## PROBLEM TO SOLVE
Reproduce every entry exactly and leave its pictures out.
=== Section Start ===
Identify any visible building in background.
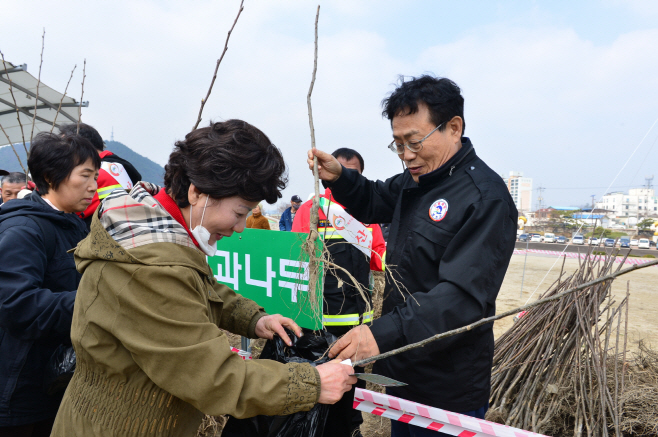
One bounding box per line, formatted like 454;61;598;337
503;171;533;213
595;188;658;219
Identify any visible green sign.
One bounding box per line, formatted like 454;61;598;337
208;229;324;330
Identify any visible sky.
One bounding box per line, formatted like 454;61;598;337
3;0;658;209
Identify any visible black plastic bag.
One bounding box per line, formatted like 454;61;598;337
43;344;76;396
222;328;337;437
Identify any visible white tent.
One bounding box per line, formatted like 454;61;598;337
0;60;87;147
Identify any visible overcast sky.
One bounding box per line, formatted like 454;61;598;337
3;0;658;209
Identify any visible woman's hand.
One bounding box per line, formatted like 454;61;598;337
316;361;358;404
254;314;302;346
307;149;343;182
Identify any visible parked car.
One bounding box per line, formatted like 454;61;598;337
620;237;630;248
518;233;529;242
589;237;599;246
638;238;651;249
557;236;568;244
604;238;615;247
631;239;639;246
544;233;556;243
530;234;542;242
572;235;585;245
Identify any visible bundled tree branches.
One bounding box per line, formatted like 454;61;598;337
489;252;631;436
=== Section End ===
## WRITTEN SOLUTION
Identify any visible building in background.
One bounding box per line, formatted like 454;61;598;337
503;171;533;213
595;188;658;219
Identify any visible green sign.
One bounding box per line, formatted like 454;61;598;337
208;229;324;330
Identify any visible sky.
One bounding box per line, formatted like 454;61;598;337
3;0;658;209
Identify any visible black plastic bag.
One bounding box per line, formatted like 454;61;598;337
43;344;76;396
222;328;337;437
Identify any visible white tent.
One bounding box per line, formatted like 454;61;598;337
0;60;87;147
Identify any visible overcast sky.
One bounding box per line, formatted like 454;61;598;337
3;0;658;209
Identify any visible woman's hand.
One bounding box per line, formatted like 454;61;598;337
316;361;358;404
254;314;302;346
307;149;343;182
Identify any visible parked car.
One bounding box per line, formatted like 454;61;598;337
620;237;630;248
518;233;529;242
589;237;599;246
638;238;651;249
557;236;568;244
604;238;615;247
631;239;639;246
544;233;556;243
530;234;542;242
572;235;585;245
Identify any visible bundled tree branches.
One bounding box per line, formatted like 454;61;598;337
489;252;631;436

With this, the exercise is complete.